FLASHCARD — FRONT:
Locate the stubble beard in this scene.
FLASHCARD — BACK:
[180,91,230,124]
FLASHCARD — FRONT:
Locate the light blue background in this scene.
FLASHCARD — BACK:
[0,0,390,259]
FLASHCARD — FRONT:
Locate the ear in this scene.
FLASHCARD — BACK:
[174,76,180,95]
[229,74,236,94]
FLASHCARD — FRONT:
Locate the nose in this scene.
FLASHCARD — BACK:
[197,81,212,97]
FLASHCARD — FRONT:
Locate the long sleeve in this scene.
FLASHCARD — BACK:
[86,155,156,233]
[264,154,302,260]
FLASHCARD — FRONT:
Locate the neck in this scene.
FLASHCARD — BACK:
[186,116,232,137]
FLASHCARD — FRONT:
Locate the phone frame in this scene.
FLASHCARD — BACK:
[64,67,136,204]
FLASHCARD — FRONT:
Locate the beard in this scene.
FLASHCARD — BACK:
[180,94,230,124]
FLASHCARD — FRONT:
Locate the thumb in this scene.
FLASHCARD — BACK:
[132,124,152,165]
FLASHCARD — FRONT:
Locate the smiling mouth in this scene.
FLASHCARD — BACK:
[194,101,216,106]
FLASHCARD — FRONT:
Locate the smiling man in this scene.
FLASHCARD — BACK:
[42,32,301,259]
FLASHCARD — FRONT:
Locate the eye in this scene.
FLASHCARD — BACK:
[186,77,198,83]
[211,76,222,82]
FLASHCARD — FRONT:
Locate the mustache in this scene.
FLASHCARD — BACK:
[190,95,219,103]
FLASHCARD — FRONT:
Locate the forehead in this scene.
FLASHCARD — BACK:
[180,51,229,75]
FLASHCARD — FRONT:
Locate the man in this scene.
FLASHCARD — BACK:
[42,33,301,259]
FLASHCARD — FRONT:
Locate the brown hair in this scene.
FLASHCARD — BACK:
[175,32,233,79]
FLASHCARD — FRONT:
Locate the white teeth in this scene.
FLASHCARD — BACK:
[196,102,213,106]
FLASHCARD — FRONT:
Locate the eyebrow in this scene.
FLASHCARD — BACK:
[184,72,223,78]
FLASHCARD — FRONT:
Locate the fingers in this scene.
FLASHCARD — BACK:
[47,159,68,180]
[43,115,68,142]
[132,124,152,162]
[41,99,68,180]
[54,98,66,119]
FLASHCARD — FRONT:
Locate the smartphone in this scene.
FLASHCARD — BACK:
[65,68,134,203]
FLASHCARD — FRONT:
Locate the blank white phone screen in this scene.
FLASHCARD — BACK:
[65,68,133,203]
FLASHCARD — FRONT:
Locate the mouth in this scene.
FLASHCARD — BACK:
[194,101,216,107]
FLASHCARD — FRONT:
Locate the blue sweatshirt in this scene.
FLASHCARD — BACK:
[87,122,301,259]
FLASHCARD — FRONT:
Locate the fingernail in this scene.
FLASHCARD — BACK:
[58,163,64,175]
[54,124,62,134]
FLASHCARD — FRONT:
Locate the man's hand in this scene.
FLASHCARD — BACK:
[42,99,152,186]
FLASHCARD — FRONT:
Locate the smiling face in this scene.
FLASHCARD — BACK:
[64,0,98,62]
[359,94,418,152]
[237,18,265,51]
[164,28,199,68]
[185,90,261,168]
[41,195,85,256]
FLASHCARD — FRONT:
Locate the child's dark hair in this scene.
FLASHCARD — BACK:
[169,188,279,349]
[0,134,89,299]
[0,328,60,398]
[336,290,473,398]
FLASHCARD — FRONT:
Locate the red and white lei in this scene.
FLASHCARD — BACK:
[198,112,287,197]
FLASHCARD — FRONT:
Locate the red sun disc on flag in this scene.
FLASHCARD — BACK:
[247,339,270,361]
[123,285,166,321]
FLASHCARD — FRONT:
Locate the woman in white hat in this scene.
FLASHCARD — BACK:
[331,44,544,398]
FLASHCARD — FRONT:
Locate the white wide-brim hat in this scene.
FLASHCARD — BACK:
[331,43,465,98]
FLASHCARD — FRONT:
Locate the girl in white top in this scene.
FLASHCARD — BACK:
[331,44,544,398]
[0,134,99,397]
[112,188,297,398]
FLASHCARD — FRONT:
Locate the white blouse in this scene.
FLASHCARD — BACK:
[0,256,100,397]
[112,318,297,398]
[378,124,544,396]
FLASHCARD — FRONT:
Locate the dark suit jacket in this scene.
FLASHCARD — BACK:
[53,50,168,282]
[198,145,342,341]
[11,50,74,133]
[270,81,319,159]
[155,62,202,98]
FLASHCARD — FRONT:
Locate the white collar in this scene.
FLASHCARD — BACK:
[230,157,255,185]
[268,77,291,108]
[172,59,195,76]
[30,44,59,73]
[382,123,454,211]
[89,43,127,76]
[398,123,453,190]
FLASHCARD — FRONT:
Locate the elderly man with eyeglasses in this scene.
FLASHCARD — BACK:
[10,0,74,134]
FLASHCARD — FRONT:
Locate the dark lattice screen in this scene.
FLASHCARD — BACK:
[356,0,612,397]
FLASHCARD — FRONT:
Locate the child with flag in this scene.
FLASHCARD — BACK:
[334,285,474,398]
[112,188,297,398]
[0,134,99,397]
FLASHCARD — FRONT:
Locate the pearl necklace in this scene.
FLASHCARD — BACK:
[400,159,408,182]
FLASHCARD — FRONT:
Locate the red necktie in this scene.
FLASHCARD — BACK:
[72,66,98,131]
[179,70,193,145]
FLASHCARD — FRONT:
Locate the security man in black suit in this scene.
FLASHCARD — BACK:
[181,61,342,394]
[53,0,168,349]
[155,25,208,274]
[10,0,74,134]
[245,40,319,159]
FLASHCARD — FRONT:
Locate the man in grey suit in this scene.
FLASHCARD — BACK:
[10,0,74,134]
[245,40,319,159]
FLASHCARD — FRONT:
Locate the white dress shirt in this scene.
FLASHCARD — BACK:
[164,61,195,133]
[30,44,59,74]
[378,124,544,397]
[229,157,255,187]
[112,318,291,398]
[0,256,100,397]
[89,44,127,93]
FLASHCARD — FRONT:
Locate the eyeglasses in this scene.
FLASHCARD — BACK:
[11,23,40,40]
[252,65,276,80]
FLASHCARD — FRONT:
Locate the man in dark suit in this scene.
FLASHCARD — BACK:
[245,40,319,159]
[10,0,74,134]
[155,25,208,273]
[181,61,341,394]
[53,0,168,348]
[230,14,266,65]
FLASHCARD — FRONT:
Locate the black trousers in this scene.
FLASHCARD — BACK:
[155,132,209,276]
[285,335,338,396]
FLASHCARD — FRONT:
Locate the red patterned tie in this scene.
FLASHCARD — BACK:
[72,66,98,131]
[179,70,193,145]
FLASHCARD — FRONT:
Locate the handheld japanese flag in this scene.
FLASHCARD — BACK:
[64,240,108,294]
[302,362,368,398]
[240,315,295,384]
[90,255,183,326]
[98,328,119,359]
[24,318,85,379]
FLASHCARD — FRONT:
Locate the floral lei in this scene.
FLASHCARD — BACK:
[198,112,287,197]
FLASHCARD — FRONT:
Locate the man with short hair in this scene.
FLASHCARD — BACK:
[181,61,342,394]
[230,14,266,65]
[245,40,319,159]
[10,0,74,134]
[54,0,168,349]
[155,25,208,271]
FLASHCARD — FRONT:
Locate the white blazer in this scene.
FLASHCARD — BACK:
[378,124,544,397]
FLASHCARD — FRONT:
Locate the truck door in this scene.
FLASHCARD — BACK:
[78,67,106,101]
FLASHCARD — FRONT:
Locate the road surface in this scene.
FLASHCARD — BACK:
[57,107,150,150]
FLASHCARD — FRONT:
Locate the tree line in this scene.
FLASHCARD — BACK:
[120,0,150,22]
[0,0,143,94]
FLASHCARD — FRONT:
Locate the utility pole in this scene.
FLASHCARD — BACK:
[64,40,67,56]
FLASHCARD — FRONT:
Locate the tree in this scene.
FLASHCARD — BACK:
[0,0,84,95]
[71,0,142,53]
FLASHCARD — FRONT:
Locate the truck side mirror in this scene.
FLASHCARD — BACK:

◆ **Problem to solve**:
How many lines of the items contain the word "flag"? Give only the number.

◆ **Expected answer**:
3